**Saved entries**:

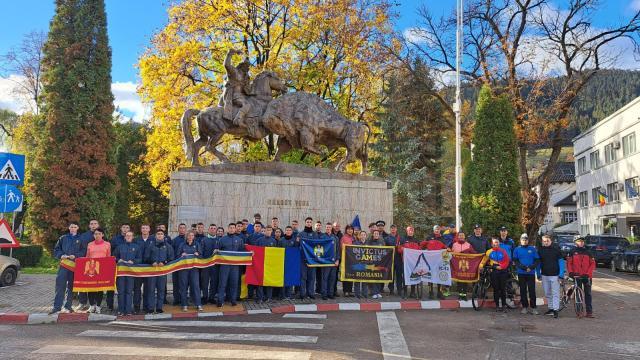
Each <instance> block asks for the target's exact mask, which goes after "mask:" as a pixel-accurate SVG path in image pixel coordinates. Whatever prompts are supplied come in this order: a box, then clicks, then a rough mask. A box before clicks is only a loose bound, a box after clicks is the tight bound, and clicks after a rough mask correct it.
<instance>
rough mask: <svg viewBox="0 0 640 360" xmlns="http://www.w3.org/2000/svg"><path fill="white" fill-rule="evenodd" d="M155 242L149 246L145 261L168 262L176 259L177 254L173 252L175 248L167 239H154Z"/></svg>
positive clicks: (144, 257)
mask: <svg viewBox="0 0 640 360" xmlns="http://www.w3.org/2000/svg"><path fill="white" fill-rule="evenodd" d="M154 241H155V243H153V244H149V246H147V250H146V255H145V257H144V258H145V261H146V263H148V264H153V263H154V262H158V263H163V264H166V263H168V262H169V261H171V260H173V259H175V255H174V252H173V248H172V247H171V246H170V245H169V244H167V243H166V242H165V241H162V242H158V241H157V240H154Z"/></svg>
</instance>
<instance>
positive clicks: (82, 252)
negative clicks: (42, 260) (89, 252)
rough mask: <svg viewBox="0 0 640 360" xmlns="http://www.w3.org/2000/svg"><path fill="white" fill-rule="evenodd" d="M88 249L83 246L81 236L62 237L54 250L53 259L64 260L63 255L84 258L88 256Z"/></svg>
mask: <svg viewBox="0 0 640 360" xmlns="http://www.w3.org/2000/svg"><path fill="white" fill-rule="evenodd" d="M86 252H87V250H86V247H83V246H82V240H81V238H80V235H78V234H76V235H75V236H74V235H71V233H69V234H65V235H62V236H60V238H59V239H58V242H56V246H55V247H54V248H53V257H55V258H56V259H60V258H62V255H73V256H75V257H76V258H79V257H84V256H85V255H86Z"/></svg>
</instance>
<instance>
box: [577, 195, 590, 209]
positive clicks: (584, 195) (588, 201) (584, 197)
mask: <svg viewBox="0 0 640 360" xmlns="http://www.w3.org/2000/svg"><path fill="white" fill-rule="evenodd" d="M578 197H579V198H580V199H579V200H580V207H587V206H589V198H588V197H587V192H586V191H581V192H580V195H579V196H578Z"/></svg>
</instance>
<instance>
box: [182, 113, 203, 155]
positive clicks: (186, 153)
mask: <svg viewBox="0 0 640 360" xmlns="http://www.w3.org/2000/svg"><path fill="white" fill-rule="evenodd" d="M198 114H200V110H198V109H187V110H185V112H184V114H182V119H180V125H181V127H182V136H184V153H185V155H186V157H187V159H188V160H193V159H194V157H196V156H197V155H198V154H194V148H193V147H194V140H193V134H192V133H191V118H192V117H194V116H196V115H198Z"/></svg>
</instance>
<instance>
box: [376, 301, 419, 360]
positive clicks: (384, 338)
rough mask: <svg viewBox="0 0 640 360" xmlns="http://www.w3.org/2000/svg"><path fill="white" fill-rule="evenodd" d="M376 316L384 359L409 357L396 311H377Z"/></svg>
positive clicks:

**JOB**: Pictures aside, restate all of the entries exactly.

**SOLUTION FOR THIS EXERCISE**:
Each <instance> block asks for the target's exact mask, which goes after "mask:" as a pixel-accurate SVG path in image pixel coordinates. Whatever prompts are supplied come in this order: a box, then clicks, then a rough mask. A box before clicks is only a loose bound, a box after clicks is the tight bound, and clicks after a rough mask correct it.
<instance>
rough mask: <svg viewBox="0 0 640 360" xmlns="http://www.w3.org/2000/svg"><path fill="white" fill-rule="evenodd" d="M155 242L149 246L145 261L168 262L176 259L177 254L173 252L175 248L167 239H154Z"/></svg>
positive clicks: (144, 257)
mask: <svg viewBox="0 0 640 360" xmlns="http://www.w3.org/2000/svg"><path fill="white" fill-rule="evenodd" d="M154 241H155V243H153V244H149V246H147V250H146V255H145V257H144V258H145V261H146V263H148V264H153V263H154V262H158V263H163V264H166V263H168V262H169V261H171V260H173V259H175V255H174V252H173V248H172V247H171V246H170V245H169V244H167V243H166V242H165V241H162V242H158V241H157V240H154Z"/></svg>
</instance>
<instance>
positive clicks: (82, 252)
negative clicks: (42, 260) (89, 252)
rough mask: <svg viewBox="0 0 640 360" xmlns="http://www.w3.org/2000/svg"><path fill="white" fill-rule="evenodd" d="M88 249L83 246L81 236L62 237L54 250L53 259L64 260L63 255L84 258L88 256Z"/></svg>
mask: <svg viewBox="0 0 640 360" xmlns="http://www.w3.org/2000/svg"><path fill="white" fill-rule="evenodd" d="M86 252H87V250H86V247H83V246H82V240H81V238H80V235H78V234H76V235H75V236H74V235H71V233H69V234H65V235H62V236H60V238H59V239H58V242H56V246H55V247H54V248H53V257H55V258H56V259H60V258H62V255H73V256H75V257H76V258H79V257H84V256H85V255H86Z"/></svg>
</instance>
<instance>
box: [577, 195, 590, 209]
positive clicks: (584, 195) (588, 201) (584, 197)
mask: <svg viewBox="0 0 640 360" xmlns="http://www.w3.org/2000/svg"><path fill="white" fill-rule="evenodd" d="M578 197H579V198H580V199H579V200H580V207H587V206H589V198H588V197H587V192H586V191H581V192H580V195H579V196H578Z"/></svg>
</instance>
<instance>
box: [182, 113, 203, 155]
positive clicks: (186, 153)
mask: <svg viewBox="0 0 640 360" xmlns="http://www.w3.org/2000/svg"><path fill="white" fill-rule="evenodd" d="M198 114H200V110H198V109H187V110H185V112H184V114H182V119H180V125H181V127H182V136H184V153H185V155H186V157H187V159H188V160H193V159H194V157H196V156H197V155H198V154H194V148H193V147H194V140H193V134H192V133H191V118H192V117H194V116H196V115H198Z"/></svg>
</instance>
<instance>
box: [376, 301, 419, 360]
positive clicks: (384, 338)
rough mask: <svg viewBox="0 0 640 360" xmlns="http://www.w3.org/2000/svg"><path fill="white" fill-rule="evenodd" d="M376 316L384 359L409 357L396 311H377Z"/></svg>
positive clicks:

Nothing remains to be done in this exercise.